(Rows of an object pointing dataset)
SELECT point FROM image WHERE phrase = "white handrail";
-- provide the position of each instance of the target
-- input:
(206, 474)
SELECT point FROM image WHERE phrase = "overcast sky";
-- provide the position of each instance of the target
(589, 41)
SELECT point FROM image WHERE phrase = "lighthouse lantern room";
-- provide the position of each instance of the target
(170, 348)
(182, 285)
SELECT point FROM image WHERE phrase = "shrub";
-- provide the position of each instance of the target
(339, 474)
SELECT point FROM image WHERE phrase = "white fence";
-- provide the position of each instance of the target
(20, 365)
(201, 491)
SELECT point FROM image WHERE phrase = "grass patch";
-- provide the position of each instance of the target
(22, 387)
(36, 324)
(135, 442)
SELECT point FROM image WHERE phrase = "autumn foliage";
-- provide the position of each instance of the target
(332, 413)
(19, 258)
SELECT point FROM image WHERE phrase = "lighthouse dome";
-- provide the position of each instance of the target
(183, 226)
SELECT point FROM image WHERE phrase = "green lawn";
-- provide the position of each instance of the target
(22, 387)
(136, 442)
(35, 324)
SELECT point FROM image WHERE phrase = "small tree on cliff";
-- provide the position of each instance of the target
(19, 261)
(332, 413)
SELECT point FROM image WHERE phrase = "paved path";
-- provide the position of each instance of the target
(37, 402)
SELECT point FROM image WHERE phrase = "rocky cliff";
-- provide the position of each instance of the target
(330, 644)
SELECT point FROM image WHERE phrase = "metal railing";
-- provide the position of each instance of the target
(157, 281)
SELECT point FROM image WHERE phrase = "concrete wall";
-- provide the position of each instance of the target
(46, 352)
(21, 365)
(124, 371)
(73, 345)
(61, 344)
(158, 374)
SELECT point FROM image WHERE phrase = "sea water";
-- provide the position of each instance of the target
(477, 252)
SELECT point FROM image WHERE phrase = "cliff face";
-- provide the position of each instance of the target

* [What you should do]
Identify every line in the records that contains the word "white", and copy each such line in full.

* [Answer in full]
SELECT point FROM image WHERE phrase = "white handrail";
SELECT point FROM image WHERE phrase = "white fence";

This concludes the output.